Records contained in a dataset
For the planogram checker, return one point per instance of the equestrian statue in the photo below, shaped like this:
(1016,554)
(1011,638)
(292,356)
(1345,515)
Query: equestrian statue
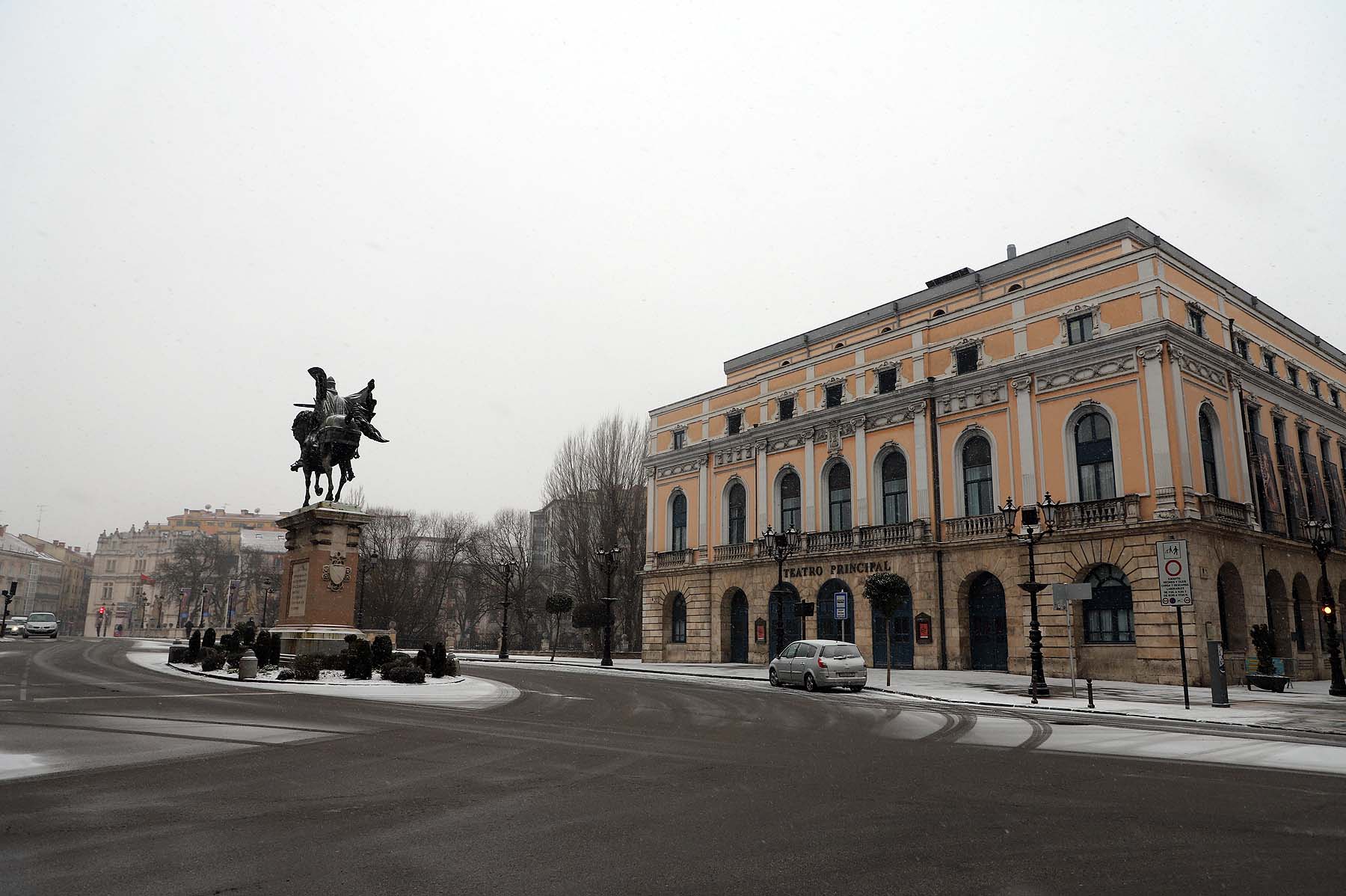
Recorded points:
(329,435)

● Prompt: Quote every record above exactly, omitting any pictures they contain.

● Solved exercise:
For the planogram checker, return one point per instance of the equestrian statue in the photo below, shaped like this:
(1016,554)
(1011,638)
(292,356)
(1345,515)
Query: equestrian statue
Recorded points:
(329,435)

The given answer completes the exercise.